Exercise directions: Rewrite all of the entries below as a numbered list, omitting any blank lines.

[Excerpts of location labeling data]
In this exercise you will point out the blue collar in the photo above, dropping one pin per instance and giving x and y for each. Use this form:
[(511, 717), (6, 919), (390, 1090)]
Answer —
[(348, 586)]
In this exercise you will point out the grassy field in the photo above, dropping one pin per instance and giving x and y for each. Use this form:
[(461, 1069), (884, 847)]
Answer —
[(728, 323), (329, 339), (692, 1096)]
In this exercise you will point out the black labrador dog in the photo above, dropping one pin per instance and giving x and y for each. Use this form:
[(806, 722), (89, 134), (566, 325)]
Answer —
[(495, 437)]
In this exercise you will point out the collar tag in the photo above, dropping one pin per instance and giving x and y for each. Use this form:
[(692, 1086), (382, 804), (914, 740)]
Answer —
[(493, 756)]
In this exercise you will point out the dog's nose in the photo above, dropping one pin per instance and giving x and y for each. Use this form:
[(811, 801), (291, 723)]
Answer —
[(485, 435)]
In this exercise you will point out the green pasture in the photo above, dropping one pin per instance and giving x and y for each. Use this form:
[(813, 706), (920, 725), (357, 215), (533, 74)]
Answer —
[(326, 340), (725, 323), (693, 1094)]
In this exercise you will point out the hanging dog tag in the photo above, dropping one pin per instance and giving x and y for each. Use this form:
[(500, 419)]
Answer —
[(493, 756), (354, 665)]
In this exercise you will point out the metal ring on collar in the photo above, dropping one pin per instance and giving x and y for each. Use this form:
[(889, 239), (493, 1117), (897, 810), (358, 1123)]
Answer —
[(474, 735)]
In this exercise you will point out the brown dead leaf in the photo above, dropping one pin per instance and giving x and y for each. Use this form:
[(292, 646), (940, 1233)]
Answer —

The output:
1. In this exercise you will point out the blue collar in the photo above, dropping one pin per instance and giving x and y for each. Use this form:
2. [(511, 717), (6, 919), (390, 1090)]
3. Answer —
4. [(348, 586)]
5. In this exercise you will point out the grassy field in the photo above, dropping one pin per instance and giving x and y for each. Use this form:
6. [(461, 1069), (884, 847)]
7. Answer —
8. [(728, 323), (329, 339), (692, 1096)]
9. In this exercise you will point out the black labrador dog in the photo above, dropping one pin per instance and giving x and y for each. Use this form:
10. [(806, 722), (89, 134), (566, 325)]
11. Answer —
12. [(495, 437)]
13. In this exercise you will point out the collar tag in the photo above, dropping one pin per instance and giving x and y for each. Use this form:
14. [(692, 1086), (382, 804), (914, 740)]
15. Answer —
16. [(493, 756)]
17. In this exercise you will point out the dog's nose in the photo above, dropping one pin per instance and giving x and y for each. Use this form:
18. [(811, 801), (291, 723)]
19. Answer —
20. [(485, 435)]
21. In this exercise you will point out the green pasture in the photo above, dropping one pin per instance and giving x and y for each. Use this form:
22. [(813, 706), (920, 725), (357, 215), (533, 74)]
23. Answer —
24. [(326, 340), (725, 323), (693, 1094)]
25. In this exercise you will point out the hanging dog tag in the photo above, dropping one pin per instance and giving x and y for each. Use this form:
26. [(500, 419)]
27. Answer —
28. [(493, 756), (354, 665)]
29. In this exercise you will point out the metal ring on collar in the photo above, dropping one pin per instance and giving x and y for each. Use this form:
30. [(889, 239), (493, 1117), (897, 810), (358, 1123)]
31. Answer —
32. [(474, 735)]
33. In this exercise you will point out the brown dead leaf in the photo above, dropping one pin per instance and giving x and y for each. Use this form:
34. [(292, 646), (940, 1233)]
35. Answer —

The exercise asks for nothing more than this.